Document section:
- - - - - - -

Note: You have reached an old Web page, please go to: Speaking.com for the current site

TOPICS:
Politics
Government / Politics
Health
Healthcare Management

FEE CATEGORY:
5.0k to 10.0k


    Richard D. Lamm is the former three-term Governor of Colorado, having served from January 1975 until January 1987. On leaving office, he taught at Dartmouth College in Hanover, New Hampshire, as the Montgomery Fellow.

    Since its founding in the Fall of 1987, he has served as Director of the Center for Public Policy and Contemporary Issues at the University of Denver. His research and teaching focus has been on the dysfunctional nature of American institutions, with special emphasis on health care system reform and allocation of health care resources.

    Lamm was selected one of Time Magazine's "200 Young Leaders of America" in 1974, and won the Christian Science Monitor "Peace 2020" essay competition in 1985. In 1992, he was honored by the Denver Post and Historic Denver, Inc. as one of the "Colorado 100"—people who have made significant contributions to Colorado and made lasting impressions on the state's history. In 1993, Lamm received the "Humanist of the Year" award from the American Humanist Association. Presently, he is serving as Chairman for the Pew Health Professions Commission, and as the public member for the Accreditation Council for Graduate Medical Education (ACGME).

- - - - - - -

Supplied data:
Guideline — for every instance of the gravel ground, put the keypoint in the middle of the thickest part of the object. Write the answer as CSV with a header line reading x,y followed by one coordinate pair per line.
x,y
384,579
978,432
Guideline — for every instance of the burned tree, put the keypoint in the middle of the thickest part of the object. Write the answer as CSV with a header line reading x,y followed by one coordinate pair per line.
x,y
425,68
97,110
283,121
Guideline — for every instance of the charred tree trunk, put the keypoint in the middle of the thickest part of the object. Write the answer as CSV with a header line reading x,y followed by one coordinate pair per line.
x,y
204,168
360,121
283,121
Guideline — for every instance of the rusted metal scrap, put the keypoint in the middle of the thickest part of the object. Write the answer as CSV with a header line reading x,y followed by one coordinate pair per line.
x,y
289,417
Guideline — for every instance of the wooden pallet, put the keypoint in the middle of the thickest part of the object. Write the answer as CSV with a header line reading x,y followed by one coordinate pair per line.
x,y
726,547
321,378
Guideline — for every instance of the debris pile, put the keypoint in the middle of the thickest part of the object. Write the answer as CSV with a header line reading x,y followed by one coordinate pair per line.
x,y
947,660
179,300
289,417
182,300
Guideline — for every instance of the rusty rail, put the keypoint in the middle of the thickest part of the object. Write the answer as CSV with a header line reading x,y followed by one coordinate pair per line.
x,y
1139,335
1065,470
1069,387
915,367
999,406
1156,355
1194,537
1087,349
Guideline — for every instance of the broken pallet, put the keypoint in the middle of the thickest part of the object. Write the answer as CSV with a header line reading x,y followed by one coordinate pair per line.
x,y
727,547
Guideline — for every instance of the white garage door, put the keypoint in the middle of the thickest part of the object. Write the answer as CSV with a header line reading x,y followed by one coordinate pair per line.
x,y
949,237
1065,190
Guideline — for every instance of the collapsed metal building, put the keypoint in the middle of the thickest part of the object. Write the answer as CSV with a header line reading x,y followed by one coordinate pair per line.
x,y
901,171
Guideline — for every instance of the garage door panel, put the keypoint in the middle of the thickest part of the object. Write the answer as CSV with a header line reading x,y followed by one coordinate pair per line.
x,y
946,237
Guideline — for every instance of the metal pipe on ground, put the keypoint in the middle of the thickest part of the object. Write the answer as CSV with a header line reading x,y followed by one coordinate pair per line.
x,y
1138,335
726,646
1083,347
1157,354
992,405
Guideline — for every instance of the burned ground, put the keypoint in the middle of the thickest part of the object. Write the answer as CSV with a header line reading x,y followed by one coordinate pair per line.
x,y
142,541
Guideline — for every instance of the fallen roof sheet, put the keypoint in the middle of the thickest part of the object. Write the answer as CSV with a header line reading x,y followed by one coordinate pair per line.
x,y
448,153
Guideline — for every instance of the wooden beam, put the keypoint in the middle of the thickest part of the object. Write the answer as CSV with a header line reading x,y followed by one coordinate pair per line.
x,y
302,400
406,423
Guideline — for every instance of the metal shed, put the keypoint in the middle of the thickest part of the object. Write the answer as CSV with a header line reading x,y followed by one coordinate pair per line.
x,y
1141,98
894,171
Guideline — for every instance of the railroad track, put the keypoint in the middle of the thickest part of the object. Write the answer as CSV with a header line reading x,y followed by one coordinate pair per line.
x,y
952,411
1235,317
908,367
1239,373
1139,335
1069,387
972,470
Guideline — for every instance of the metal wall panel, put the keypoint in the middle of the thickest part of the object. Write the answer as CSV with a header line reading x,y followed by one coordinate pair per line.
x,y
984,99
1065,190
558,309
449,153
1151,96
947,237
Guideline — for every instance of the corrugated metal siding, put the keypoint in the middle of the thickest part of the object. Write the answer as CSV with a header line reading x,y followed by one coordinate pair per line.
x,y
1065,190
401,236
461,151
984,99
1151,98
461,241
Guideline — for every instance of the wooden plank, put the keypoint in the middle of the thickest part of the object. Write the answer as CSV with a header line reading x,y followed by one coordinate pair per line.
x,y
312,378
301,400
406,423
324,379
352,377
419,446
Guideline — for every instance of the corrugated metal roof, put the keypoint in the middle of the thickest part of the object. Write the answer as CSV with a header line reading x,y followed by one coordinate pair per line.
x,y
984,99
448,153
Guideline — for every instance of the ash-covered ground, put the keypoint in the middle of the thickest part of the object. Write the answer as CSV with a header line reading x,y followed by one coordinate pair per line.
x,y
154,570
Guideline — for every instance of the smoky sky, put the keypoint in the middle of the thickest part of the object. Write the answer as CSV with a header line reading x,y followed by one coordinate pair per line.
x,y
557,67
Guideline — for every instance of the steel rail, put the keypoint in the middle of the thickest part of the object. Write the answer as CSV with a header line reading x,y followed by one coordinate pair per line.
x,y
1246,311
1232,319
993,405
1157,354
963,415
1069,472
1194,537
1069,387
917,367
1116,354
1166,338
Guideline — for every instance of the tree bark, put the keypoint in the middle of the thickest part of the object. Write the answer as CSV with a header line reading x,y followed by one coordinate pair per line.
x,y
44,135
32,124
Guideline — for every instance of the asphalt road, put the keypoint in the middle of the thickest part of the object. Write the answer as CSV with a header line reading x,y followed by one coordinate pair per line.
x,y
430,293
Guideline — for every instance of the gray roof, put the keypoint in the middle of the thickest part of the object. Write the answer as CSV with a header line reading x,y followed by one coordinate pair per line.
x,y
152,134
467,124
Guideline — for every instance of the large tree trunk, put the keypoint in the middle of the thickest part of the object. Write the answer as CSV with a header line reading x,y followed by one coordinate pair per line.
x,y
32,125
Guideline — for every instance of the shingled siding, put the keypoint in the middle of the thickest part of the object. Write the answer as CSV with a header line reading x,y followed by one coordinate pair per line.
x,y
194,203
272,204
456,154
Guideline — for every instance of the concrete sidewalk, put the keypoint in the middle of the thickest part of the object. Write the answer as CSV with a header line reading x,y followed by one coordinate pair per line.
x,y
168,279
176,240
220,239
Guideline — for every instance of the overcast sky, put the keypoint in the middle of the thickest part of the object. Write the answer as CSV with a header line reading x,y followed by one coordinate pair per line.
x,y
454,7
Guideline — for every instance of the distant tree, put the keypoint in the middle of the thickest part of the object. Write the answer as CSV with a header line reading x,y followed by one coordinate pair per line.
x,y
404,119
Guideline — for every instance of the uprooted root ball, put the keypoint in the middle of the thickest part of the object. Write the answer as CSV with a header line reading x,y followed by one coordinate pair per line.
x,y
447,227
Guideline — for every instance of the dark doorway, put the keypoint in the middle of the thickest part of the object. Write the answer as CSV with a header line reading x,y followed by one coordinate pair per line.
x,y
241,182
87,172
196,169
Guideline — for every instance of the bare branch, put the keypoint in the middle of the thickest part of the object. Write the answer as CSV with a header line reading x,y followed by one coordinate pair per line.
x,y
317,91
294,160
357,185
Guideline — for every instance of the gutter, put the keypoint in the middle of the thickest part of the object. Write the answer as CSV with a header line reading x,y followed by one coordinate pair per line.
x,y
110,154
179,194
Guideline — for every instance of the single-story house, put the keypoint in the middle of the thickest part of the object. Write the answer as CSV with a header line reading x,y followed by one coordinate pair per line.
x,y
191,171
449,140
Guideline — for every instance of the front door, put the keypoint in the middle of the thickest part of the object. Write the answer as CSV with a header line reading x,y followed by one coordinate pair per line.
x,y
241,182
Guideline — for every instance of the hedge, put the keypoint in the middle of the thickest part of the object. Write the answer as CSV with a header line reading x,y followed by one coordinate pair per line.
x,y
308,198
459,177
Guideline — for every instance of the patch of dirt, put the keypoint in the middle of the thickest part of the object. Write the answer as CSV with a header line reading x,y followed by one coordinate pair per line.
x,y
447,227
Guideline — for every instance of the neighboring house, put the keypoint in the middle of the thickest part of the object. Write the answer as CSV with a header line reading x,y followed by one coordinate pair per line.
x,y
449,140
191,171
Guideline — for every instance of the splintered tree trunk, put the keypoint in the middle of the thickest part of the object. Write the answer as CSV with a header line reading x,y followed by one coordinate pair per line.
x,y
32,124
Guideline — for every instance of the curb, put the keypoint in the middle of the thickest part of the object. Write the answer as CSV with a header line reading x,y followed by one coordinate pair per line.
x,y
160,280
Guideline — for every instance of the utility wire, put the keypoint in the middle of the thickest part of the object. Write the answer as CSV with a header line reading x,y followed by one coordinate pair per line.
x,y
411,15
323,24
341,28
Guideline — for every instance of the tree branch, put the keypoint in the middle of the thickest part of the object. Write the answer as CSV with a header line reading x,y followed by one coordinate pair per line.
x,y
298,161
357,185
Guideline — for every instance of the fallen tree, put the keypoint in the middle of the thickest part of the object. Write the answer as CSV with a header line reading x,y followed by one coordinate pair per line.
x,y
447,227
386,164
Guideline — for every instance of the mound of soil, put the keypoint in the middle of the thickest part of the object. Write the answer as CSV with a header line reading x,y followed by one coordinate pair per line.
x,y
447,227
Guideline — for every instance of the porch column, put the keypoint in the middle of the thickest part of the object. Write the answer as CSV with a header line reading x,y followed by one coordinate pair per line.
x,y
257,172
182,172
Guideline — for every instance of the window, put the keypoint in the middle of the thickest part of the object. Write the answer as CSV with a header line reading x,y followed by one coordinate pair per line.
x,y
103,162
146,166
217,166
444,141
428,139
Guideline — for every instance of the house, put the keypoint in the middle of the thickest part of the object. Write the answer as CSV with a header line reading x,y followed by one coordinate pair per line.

- - - - - - -

Assigned task A: In the Richard D. Lamm biography, retype the passage between "Richard D. Lamm" and "the Montgomery Fellow.", inclusive.
Assigned task B: According to the Richard D. Lamm biography, in what year did he win the Christian Science Monitor "Peace 2020" essay competition?
Assigned task C: Recast the paragraph of the Richard D. Lamm biography that begins "Lamm was selected one of Time Magazine's" as a list.

Written answer A:
Richard D. Lamm is the former three-term Governor of Colorado, having served from January 1975 until January 1987. On leaving office, he taught at Dartmouth College in Hanover, New Hampshire, as the Montgomery Fellow.

Written answer B: 1985

Written answer C:
- 1974: Named one of Time Magazine's "200 Young Leaders of America"
- 1985: Won the Christian Science Monitor "Peace 2020" essay competition
- 1992: Honored by the Denver Post and Historic Denver, Inc. as one of the "Colorado 100," people who made significant contributions to Colorado and lasting impressions on the state's history
- 1993: Received the "Humanist of the Year" award from the American Humanist Association
- Presently: Chairman of the Pew Health Professions Commission and public member of the Accreditation Council for Graduate Medical Education (ACGME)